• [What the task requires]: Reproduce the rows below word for word, from the first line through the line containing "0;2;640;508", including that line.

• [Record excerpts]:
# # # # #

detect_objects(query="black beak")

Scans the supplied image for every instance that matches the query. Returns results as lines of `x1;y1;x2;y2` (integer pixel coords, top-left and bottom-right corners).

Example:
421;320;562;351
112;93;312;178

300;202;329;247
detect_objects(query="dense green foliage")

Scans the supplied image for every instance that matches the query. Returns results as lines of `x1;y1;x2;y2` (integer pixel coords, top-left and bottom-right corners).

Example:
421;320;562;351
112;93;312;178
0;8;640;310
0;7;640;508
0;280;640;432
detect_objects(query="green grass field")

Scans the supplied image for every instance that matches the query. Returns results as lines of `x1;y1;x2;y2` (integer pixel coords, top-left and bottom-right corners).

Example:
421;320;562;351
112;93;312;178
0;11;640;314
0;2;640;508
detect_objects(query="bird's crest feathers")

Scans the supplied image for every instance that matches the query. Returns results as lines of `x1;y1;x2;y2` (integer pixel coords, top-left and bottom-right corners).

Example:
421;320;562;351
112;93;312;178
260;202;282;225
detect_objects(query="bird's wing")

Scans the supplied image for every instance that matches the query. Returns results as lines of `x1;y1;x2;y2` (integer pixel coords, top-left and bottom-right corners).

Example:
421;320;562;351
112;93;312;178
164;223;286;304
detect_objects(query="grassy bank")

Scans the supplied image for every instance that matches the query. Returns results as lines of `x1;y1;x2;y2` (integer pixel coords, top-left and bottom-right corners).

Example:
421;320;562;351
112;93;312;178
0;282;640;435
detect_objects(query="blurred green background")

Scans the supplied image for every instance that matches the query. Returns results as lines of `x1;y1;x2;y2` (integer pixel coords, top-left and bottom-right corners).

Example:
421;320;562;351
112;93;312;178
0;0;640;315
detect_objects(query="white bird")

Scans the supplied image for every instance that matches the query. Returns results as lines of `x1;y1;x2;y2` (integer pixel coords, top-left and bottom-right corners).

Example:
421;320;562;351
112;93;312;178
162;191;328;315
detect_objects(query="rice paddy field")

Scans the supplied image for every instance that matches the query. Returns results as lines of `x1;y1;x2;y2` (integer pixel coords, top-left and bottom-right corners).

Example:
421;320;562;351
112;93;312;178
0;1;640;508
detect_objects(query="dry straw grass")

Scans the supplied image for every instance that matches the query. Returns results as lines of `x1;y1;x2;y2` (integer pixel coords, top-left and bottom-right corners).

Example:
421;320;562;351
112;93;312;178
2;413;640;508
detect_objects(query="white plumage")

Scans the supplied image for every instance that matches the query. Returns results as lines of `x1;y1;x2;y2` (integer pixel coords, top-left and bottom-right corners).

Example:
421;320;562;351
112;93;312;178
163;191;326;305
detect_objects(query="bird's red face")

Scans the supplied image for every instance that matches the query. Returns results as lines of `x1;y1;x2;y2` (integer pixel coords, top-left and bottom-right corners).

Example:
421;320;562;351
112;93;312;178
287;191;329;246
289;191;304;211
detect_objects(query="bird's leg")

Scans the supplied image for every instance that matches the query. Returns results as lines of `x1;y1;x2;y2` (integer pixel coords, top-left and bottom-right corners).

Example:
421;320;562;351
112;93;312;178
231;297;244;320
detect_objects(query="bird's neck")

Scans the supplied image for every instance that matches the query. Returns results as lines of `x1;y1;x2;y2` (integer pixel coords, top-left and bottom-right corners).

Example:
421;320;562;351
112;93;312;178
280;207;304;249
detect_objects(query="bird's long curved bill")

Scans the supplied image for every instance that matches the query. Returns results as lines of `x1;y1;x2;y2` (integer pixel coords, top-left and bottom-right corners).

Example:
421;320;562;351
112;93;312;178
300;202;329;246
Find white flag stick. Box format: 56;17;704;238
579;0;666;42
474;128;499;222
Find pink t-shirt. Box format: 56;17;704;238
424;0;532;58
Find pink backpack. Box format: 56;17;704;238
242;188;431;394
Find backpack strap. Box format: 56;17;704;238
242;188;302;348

# # # # #

• [Written response]:
detect_objects(query="black beak")

Scans the supplied image for every instance that matches the query. Returns results as lines of `x1;y1;x2;y2` (integer pixel coords, top-left and bottom-right corners).

Example:
421;320;562;351
112;93;312;178

300;202;329;247
detect_objects(query="dense green foliage")

Scans the supplied image for every instance that matches the query. Returns results as lines of `x1;y1;x2;y2` (integer pixel coords, top-left and bottom-right corners).

Example:
421;320;562;351
112;93;312;178
0;8;640;310
0;7;640;508
0;280;640;432
detect_objects(query="green grass field")

Scans the supplied image for every instance that matches the query. Returns results as lines of `x1;y1;x2;y2` (integer pixel coords, top-left and bottom-right corners).

Example:
421;320;562;351
112;93;312;178
0;11;640;314
0;2;640;508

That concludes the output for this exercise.